(ENTRIES SUPPLIED begins)

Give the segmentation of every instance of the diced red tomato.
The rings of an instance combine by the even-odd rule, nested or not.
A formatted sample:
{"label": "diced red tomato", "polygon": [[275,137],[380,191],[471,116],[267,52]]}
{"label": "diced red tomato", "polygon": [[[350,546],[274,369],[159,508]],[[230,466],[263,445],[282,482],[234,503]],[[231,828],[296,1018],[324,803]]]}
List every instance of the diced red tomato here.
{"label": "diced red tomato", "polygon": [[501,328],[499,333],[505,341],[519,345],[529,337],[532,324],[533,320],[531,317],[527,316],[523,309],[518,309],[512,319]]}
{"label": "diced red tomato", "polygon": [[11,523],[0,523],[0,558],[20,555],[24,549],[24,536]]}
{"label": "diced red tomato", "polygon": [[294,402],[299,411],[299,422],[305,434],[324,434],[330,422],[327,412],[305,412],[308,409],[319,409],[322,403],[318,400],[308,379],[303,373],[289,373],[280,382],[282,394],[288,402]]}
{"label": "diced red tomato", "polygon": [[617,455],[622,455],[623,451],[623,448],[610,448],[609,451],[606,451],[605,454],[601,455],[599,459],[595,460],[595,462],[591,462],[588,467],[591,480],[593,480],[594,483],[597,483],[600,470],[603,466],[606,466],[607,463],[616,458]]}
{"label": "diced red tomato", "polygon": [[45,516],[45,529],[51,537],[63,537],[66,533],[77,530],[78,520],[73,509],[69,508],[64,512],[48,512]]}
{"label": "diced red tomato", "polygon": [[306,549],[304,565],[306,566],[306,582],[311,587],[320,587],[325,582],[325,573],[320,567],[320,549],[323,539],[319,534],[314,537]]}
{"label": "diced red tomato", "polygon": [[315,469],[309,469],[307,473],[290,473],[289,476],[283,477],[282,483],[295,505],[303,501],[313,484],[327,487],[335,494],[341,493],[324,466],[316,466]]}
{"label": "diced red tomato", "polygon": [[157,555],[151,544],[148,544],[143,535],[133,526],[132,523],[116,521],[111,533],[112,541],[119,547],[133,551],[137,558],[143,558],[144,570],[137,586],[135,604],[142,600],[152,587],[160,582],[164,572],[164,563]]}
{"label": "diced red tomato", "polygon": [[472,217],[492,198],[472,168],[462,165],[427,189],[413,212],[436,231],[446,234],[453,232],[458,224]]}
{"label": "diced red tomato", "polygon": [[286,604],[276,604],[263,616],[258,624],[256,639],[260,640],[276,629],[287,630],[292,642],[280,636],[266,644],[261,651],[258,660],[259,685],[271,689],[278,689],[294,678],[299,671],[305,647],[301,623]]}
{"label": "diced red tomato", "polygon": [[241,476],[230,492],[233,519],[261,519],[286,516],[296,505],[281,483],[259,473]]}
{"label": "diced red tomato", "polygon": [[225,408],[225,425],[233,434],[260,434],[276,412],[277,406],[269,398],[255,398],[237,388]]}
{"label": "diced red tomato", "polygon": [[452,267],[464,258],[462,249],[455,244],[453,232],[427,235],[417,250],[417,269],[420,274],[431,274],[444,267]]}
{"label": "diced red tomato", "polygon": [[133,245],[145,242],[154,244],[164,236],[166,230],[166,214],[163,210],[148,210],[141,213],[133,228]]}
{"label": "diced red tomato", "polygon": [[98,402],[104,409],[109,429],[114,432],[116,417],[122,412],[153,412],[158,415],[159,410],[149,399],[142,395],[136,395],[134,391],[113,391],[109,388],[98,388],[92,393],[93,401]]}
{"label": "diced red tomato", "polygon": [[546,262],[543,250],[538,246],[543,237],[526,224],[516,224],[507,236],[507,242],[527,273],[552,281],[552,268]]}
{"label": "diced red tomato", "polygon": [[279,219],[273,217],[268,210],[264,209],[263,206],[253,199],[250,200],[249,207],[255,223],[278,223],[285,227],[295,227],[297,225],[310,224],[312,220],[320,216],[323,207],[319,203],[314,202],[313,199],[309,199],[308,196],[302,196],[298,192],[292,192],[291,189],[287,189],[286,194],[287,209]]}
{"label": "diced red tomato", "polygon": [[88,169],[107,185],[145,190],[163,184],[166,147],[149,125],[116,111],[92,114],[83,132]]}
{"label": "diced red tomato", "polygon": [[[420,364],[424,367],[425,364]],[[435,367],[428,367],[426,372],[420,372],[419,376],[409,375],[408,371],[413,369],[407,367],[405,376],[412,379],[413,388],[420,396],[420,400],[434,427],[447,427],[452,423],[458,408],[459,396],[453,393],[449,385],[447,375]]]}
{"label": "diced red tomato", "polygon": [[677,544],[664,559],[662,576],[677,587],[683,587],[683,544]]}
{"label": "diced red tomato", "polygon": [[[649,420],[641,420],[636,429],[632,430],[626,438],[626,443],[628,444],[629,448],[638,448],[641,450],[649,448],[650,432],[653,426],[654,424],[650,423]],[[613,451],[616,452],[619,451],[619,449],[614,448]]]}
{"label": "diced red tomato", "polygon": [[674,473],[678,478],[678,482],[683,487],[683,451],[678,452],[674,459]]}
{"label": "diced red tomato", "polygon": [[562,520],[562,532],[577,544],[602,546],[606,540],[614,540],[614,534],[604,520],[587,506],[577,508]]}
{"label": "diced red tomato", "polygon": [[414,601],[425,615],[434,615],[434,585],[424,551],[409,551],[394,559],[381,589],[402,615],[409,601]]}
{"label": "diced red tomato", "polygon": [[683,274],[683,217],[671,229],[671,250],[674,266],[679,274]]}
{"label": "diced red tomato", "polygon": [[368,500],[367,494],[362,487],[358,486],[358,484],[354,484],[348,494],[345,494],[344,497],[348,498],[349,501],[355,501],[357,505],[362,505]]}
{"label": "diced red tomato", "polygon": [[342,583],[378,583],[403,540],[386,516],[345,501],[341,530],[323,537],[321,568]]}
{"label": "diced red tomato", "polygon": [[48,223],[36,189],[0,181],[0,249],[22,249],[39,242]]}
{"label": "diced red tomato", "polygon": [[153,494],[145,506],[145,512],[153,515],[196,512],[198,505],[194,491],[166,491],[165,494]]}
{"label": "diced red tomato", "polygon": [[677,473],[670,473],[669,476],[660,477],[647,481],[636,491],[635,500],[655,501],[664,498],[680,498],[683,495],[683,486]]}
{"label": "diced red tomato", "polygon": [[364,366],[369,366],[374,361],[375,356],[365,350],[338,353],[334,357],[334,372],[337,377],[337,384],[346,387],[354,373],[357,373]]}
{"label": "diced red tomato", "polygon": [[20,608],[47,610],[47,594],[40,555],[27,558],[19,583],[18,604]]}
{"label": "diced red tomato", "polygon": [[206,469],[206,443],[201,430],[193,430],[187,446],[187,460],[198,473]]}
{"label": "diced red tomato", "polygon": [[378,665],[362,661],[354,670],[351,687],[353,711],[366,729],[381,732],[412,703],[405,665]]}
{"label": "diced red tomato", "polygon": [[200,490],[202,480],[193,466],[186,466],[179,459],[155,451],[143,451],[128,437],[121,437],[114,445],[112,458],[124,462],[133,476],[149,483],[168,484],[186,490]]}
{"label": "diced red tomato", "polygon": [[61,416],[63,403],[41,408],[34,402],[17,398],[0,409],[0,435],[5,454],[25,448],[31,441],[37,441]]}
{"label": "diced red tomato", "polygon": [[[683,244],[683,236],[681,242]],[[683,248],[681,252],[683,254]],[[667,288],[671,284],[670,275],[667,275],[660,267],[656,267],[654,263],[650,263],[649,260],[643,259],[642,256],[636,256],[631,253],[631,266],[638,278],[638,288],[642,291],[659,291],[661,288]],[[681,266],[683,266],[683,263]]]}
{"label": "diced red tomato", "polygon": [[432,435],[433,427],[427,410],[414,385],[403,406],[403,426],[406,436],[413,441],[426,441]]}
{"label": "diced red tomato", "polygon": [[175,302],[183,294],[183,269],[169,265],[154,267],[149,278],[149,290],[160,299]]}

(ENTRIES SUPPLIED ends)

TASK REQUIREMENTS:
The records need to be reproduced in their entirety, word for word.

TASK OUTPUT:
Give the segmentation of every instance of the diced red tomato.
The rings of an instance combine by the even-odd rule, nested or not.
A formatted sample:
{"label": "diced red tomato", "polygon": [[275,137],[380,191],[471,116],[267,52]]}
{"label": "diced red tomato", "polygon": [[[350,546],[274,369],[159,508]],[[230,466],[263,445],[282,482],[234,503]],[[231,828],[296,1018],[324,803]]]}
List every instance of the diced red tomato here.
{"label": "diced red tomato", "polygon": [[501,328],[499,333],[505,341],[519,345],[529,337],[532,324],[533,320],[531,317],[527,316],[523,309],[518,309],[512,319]]}
{"label": "diced red tomato", "polygon": [[11,523],[0,523],[0,558],[20,555],[24,549],[24,536]]}
{"label": "diced red tomato", "polygon": [[294,402],[299,411],[299,422],[305,434],[324,434],[330,422],[327,412],[305,412],[308,409],[319,409],[322,403],[318,400],[308,379],[303,373],[289,373],[280,382],[282,394],[288,402]]}
{"label": "diced red tomato", "polygon": [[617,455],[622,455],[623,451],[623,448],[610,448],[609,451],[606,451],[605,454],[601,455],[599,459],[595,460],[595,462],[591,462],[588,467],[591,480],[593,480],[594,483],[597,483],[600,470],[603,466],[606,466],[607,463],[616,458]]}
{"label": "diced red tomato", "polygon": [[45,516],[45,529],[51,537],[63,537],[66,533],[77,530],[78,520],[73,509],[69,508],[64,512],[48,512]]}
{"label": "diced red tomato", "polygon": [[306,549],[304,565],[306,566],[306,582],[311,587],[320,587],[325,582],[325,573],[320,567],[320,549],[323,539],[319,534],[314,537]]}
{"label": "diced red tomato", "polygon": [[315,469],[309,469],[307,473],[290,473],[289,476],[283,477],[282,483],[295,505],[303,501],[313,484],[327,487],[335,494],[341,493],[324,466],[316,466]]}
{"label": "diced red tomato", "polygon": [[157,555],[151,544],[148,544],[143,535],[133,526],[132,523],[116,521],[111,533],[112,541],[119,547],[133,551],[137,558],[143,558],[144,570],[137,586],[135,604],[142,600],[152,587],[160,582],[164,572],[164,563]]}
{"label": "diced red tomato", "polygon": [[472,217],[492,198],[472,168],[462,165],[427,189],[413,212],[436,231],[446,234],[453,232],[458,224]]}
{"label": "diced red tomato", "polygon": [[286,604],[276,604],[263,616],[258,624],[256,639],[260,640],[276,629],[287,630],[292,642],[280,636],[266,644],[261,651],[258,660],[259,685],[271,689],[278,689],[294,678],[299,671],[305,647],[301,623]]}
{"label": "diced red tomato", "polygon": [[241,476],[230,492],[233,519],[261,519],[286,516],[296,505],[281,483],[259,473]]}
{"label": "diced red tomato", "polygon": [[225,408],[225,425],[233,434],[260,434],[276,412],[277,406],[269,398],[255,398],[237,388]]}
{"label": "diced red tomato", "polygon": [[452,267],[464,258],[462,249],[455,244],[453,232],[427,235],[417,250],[417,269],[420,274],[431,274],[444,267]]}
{"label": "diced red tomato", "polygon": [[133,245],[145,242],[154,244],[164,236],[166,230],[166,214],[163,210],[148,210],[141,213],[133,228]]}
{"label": "diced red tomato", "polygon": [[98,402],[104,409],[109,429],[114,432],[116,417],[122,412],[153,412],[158,415],[159,410],[149,399],[142,395],[136,395],[134,391],[113,391],[109,388],[98,388],[92,393],[93,401]]}
{"label": "diced red tomato", "polygon": [[546,262],[543,250],[538,246],[543,237],[526,224],[516,224],[507,236],[507,242],[527,273],[552,281],[552,268]]}
{"label": "diced red tomato", "polygon": [[279,219],[273,217],[268,210],[264,209],[263,206],[253,199],[250,200],[249,207],[255,223],[278,223],[285,227],[295,227],[297,225],[310,224],[312,220],[320,216],[323,207],[319,203],[314,202],[313,199],[309,199],[308,196],[302,196],[298,192],[292,192],[291,189],[287,189],[286,194],[287,209]]}
{"label": "diced red tomato", "polygon": [[88,169],[107,185],[145,190],[163,184],[166,147],[149,125],[116,111],[92,114],[83,132]]}
{"label": "diced red tomato", "polygon": [[[420,364],[424,367],[425,364]],[[435,367],[428,367],[426,372],[420,372],[419,376],[409,375],[408,371],[413,369],[407,367],[405,376],[412,379],[413,388],[420,396],[420,400],[434,427],[447,427],[452,423],[458,408],[459,396],[453,393],[449,385],[447,375]]]}
{"label": "diced red tomato", "polygon": [[677,544],[664,559],[662,576],[677,587],[683,587],[683,544]]}
{"label": "diced red tomato", "polygon": [[[649,420],[641,420],[636,429],[632,430],[626,438],[626,443],[628,444],[629,448],[638,448],[641,450],[649,448],[650,432],[653,426],[654,424],[650,423]],[[613,451],[616,452],[619,451],[619,449],[614,448]]]}
{"label": "diced red tomato", "polygon": [[674,473],[678,478],[678,482],[683,487],[683,451],[678,452],[674,459]]}
{"label": "diced red tomato", "polygon": [[562,520],[562,532],[577,544],[602,546],[606,540],[614,540],[614,534],[604,520],[587,506],[577,508]]}
{"label": "diced red tomato", "polygon": [[414,601],[425,615],[434,615],[434,585],[424,551],[409,551],[394,559],[381,589],[402,615],[409,601]]}
{"label": "diced red tomato", "polygon": [[683,274],[683,217],[671,229],[671,250],[674,266],[679,274]]}
{"label": "diced red tomato", "polygon": [[368,500],[367,494],[362,487],[358,486],[358,484],[354,484],[348,494],[345,494],[344,497],[348,498],[349,501],[355,501],[357,505],[362,505]]}
{"label": "diced red tomato", "polygon": [[342,583],[378,583],[403,540],[386,516],[345,501],[341,530],[323,537],[321,568]]}
{"label": "diced red tomato", "polygon": [[48,223],[36,189],[0,181],[0,249],[22,249],[39,242]]}
{"label": "diced red tomato", "polygon": [[153,494],[145,506],[145,512],[153,515],[196,512],[198,505],[194,491],[166,491],[165,494]]}
{"label": "diced red tomato", "polygon": [[677,473],[670,473],[669,476],[660,477],[647,481],[636,491],[635,500],[655,501],[664,498],[680,498],[683,495],[683,486]]}
{"label": "diced red tomato", "polygon": [[364,366],[369,366],[374,361],[375,356],[365,350],[338,353],[334,357],[334,372],[337,377],[337,384],[346,387],[354,373],[357,373]]}
{"label": "diced red tomato", "polygon": [[20,608],[47,610],[47,594],[40,555],[27,558],[19,583],[18,604]]}
{"label": "diced red tomato", "polygon": [[206,469],[206,443],[201,430],[193,430],[187,446],[187,460],[198,473]]}
{"label": "diced red tomato", "polygon": [[378,665],[362,661],[354,670],[351,687],[353,711],[366,729],[381,732],[412,703],[405,665]]}
{"label": "diced red tomato", "polygon": [[200,490],[202,480],[193,466],[186,466],[179,459],[155,451],[143,451],[128,437],[121,437],[114,445],[112,458],[124,462],[133,476],[149,483],[168,484],[186,490]]}
{"label": "diced red tomato", "polygon": [[61,416],[63,403],[41,408],[34,402],[17,398],[0,409],[0,435],[5,454],[25,448],[31,441],[37,441]]}
{"label": "diced red tomato", "polygon": [[[683,244],[683,236],[681,242]],[[683,248],[681,252],[683,254]],[[667,288],[671,284],[670,275],[667,275],[660,267],[656,267],[654,263],[650,263],[649,260],[643,259],[642,256],[636,256],[631,253],[631,266],[638,278],[638,288],[642,291],[659,291],[661,288]],[[681,266],[683,266],[683,263]]]}
{"label": "diced red tomato", "polygon": [[432,435],[433,427],[427,410],[414,385],[403,406],[403,426],[406,436],[413,441],[426,441]]}
{"label": "diced red tomato", "polygon": [[175,302],[183,294],[183,269],[169,265],[154,267],[149,278],[149,290],[160,299]]}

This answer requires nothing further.